▶ [Request] Convert every line of the records below into a Markdown table with the columns Row and Record line. Number the rows in order and leave out any blank lines.

▶ [Raw records]
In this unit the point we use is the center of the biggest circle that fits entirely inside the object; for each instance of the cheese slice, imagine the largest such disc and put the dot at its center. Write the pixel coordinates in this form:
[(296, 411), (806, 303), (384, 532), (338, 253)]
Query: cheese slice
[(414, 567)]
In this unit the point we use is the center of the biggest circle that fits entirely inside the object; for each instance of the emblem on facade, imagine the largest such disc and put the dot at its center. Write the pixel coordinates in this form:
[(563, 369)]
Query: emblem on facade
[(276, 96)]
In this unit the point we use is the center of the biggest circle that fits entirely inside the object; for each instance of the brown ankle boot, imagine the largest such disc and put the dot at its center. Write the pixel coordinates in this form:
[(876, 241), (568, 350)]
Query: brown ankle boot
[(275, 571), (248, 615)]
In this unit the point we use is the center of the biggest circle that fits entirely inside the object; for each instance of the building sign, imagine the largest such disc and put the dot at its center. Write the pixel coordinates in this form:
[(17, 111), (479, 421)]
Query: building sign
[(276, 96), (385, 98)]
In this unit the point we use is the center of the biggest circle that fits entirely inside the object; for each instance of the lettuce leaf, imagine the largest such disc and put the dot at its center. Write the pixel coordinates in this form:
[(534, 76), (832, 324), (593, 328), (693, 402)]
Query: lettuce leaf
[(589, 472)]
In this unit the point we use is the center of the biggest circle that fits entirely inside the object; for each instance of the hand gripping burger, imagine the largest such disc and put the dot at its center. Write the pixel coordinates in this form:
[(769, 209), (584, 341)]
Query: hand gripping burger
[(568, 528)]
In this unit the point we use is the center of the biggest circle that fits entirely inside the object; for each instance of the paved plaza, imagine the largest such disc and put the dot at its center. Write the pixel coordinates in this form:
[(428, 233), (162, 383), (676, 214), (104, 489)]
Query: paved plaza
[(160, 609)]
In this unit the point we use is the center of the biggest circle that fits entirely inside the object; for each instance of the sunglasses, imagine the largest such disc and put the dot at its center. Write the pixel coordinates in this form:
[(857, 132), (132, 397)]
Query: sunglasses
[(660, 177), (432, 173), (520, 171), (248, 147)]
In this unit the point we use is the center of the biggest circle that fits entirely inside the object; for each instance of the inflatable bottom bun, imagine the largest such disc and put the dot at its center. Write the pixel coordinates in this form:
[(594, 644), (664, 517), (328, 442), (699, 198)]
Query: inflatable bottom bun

▶ [Full response]
| Row | Record line |
|---|---|
| 1 | In this unit the point we use is the center of the biggest circle that fits entirely inside the object; for each instance of the cheese slice, imagine the largest such disc and put the dot at its center. Write the pixel coordinates in this form: |
| 2 | [(296, 411), (806, 303), (384, 532), (338, 253)] |
| 3 | Query: cheese slice |
| 4 | [(414, 567)] |
| 5 | In this unit the point we use is the center of the biggest circle that fits entirely inside the object; for each instance of the emblem on facade, imagine the largest such disc and put the dot at its center. Write the pixel coordinates in this form: |
| 6 | [(563, 369)] |
| 7 | Query: emblem on facade |
| 8 | [(276, 96)] |
| 9 | In this unit the point we use is the center of the biggest circle that fits entirely inside the object; for each instance of the brown ankle boot, imagine the largest such disc and put the dot at its center. Write the pixel coordinates in this form: |
| 10 | [(876, 241), (568, 350)] |
| 11 | Query: brown ankle boot |
| 12 | [(275, 571), (248, 615)] |
| 13 | In this unit the point we use is the center of the biggest circle that fits entirely inside the object; for each instance of the building sign, imagine the largest such disc and put the dot at its center. Write the pixel coordinates in this form: |
| 14 | [(17, 111), (479, 421)] |
| 15 | Query: building sign |
| 16 | [(276, 96), (385, 98)] |
| 17 | In this unit the point we use is the center of the biggest circle that fits entirely inside the object; for each instance of the lettuce leaf, imagine the largest such disc and put the dot at its center. Write the pixel coordinates in this form: |
| 18 | [(534, 76), (832, 324), (593, 328), (693, 402)] |
| 19 | Query: lettuce leaf |
| 20 | [(589, 472)] |
| 21 | In this unit the point we use is the center of the biggest circle that fits entirely inside the object; for each instance of the hand gripping burger, imagine the largest such disc and put the dot at its center. Write the pixel coordinates in this form: |
| 22 | [(769, 209), (584, 341)] |
| 23 | Query: hand gripping burger |
| 24 | [(568, 528)] |
| 25 | In this unit the point we use is the center of the biggest circle that fits entirely inside the object; for each instance of the paved plaza, imagine the largest such disc and put the dot at its center. Write the pixel coordinates in this form: |
| 26 | [(428, 233), (162, 383), (676, 214), (104, 489)] |
| 27 | Query: paved plaza |
| 28 | [(160, 609)] |
| 29 | In this unit the point we use is the center of the biggest circle that fits entirely inside the object; for each instance of the sunglasses, imagine the largest such disc and put the dot at its center. Write the pixel coordinates in this form: |
| 30 | [(857, 132), (132, 397)] |
| 31 | Query: sunglasses |
| 32 | [(660, 177), (432, 173), (520, 171), (248, 147)] |
| 33 | In this unit the point we use is the center of the biggest circle that fits entirely inside the object; for each instance of the inflatable bottom bun, imagine the largest such disc and put the dot at its center. Write the pixel coordinates in this form: |
| 34 | [(594, 644), (664, 517), (328, 442), (699, 198)] |
| 35 | Query: inflatable bottom bun |